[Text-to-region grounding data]
——

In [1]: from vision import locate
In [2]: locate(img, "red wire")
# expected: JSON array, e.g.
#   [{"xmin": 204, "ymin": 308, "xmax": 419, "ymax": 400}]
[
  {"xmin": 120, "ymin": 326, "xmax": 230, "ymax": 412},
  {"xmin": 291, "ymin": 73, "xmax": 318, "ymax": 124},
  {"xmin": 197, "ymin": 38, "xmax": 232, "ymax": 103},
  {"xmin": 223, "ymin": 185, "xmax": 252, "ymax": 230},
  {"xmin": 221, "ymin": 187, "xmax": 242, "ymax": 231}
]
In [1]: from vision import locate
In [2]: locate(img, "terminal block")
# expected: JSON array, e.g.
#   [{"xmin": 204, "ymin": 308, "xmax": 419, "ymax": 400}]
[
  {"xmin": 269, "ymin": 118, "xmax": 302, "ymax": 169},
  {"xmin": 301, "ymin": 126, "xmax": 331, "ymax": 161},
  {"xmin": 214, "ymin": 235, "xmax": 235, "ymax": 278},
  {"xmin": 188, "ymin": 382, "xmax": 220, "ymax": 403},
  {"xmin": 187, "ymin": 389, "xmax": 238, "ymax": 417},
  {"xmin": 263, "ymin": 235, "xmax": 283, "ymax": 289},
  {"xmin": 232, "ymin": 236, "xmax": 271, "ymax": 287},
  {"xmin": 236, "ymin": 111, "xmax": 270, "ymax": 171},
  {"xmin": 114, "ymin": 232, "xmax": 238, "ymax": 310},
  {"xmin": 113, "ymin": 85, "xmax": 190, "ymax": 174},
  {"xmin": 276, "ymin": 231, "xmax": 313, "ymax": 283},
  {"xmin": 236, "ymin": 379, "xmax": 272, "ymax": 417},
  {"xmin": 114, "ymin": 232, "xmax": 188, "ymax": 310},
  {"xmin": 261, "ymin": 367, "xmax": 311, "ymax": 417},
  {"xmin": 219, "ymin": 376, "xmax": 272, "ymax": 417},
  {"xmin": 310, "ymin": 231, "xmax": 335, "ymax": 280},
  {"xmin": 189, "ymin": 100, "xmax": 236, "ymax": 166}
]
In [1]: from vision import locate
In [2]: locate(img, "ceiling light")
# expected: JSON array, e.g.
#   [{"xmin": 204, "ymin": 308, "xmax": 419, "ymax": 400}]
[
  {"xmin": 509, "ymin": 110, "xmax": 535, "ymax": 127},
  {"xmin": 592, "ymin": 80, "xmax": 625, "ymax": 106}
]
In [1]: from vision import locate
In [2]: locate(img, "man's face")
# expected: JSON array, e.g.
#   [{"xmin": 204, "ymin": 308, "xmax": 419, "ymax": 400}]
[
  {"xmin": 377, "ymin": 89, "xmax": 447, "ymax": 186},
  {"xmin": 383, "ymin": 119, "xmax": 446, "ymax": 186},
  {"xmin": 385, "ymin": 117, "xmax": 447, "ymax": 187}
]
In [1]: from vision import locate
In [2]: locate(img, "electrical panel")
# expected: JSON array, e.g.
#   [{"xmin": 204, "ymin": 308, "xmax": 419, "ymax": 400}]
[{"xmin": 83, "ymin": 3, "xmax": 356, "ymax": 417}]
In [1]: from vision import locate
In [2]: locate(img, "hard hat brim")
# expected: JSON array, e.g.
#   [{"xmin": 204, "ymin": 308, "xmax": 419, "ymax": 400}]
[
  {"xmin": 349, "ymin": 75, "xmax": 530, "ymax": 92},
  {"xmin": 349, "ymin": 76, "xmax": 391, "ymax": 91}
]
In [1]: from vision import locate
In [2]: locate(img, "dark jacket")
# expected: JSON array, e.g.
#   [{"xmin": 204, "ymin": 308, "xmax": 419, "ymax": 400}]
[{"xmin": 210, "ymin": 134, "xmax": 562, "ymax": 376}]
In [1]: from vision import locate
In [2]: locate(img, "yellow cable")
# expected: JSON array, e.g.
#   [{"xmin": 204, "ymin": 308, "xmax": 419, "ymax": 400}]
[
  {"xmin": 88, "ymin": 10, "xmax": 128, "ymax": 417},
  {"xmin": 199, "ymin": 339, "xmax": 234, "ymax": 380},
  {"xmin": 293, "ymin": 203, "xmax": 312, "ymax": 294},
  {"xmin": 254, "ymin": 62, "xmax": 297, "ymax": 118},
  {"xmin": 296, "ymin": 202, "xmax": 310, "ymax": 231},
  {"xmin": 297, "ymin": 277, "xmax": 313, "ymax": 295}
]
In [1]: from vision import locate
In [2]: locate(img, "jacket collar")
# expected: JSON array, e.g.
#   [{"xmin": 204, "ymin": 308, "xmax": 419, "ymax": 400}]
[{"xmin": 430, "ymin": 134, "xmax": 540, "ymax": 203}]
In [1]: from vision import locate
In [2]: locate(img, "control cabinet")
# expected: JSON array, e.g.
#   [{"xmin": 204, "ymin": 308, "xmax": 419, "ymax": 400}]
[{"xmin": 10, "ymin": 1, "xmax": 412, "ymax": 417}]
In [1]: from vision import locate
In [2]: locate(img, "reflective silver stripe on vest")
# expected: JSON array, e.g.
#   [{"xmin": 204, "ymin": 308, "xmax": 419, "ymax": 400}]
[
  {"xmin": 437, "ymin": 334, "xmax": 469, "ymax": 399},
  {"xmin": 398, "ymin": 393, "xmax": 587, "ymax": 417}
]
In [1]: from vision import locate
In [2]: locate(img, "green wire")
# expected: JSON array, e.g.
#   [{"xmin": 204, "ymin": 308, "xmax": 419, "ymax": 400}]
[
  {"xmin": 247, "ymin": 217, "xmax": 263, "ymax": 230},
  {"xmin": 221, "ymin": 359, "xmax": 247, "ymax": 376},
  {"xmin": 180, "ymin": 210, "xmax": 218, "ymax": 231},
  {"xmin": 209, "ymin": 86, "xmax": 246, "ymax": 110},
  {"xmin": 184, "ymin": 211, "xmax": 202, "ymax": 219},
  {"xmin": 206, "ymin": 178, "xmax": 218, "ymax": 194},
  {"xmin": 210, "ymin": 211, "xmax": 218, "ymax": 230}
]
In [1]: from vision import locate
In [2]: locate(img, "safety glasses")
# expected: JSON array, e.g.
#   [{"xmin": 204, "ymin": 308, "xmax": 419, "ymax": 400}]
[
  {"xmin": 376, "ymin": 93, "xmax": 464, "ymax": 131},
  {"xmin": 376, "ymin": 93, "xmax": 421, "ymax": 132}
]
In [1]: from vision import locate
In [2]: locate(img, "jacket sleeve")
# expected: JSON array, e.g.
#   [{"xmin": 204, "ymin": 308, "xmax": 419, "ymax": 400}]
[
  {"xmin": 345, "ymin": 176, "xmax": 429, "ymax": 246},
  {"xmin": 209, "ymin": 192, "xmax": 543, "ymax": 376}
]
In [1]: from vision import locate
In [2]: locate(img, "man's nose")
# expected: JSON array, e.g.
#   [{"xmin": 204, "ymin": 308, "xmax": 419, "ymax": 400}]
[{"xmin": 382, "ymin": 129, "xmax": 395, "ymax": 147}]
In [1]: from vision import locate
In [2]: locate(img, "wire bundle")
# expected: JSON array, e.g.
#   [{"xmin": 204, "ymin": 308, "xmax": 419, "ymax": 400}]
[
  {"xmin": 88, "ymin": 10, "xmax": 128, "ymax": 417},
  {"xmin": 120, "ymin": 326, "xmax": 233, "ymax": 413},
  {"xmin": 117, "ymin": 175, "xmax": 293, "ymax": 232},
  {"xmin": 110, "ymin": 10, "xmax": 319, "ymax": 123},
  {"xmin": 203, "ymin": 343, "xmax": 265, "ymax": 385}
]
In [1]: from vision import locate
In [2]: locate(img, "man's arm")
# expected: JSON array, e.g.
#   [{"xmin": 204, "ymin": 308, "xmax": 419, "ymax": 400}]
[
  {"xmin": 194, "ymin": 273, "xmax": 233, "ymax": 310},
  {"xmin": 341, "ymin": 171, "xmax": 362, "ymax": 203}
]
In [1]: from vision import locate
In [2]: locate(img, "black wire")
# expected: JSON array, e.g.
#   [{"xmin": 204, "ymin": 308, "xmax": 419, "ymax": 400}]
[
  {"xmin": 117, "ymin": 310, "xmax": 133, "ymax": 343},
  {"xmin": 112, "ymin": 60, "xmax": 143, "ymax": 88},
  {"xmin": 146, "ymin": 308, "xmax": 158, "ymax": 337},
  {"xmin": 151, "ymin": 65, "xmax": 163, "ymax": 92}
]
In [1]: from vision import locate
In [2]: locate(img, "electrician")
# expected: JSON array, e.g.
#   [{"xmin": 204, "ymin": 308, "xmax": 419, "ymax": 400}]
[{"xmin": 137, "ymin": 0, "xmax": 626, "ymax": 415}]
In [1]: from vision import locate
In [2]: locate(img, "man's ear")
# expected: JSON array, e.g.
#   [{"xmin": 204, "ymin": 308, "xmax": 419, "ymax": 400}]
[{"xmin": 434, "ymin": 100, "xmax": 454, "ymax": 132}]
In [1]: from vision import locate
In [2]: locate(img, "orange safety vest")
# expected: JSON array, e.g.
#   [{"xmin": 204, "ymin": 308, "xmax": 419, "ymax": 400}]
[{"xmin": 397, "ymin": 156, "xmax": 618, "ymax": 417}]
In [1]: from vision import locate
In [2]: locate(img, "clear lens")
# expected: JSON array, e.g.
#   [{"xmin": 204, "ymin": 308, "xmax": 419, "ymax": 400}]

——

_Work task_. Search the data for the word "jacket" and copy each line where it appears.

_Answer below_.
In [2]: locate(img, "dark jacket")
In [2]: locate(img, "jacket collar")
In [2]: locate(img, "jacket sleeve")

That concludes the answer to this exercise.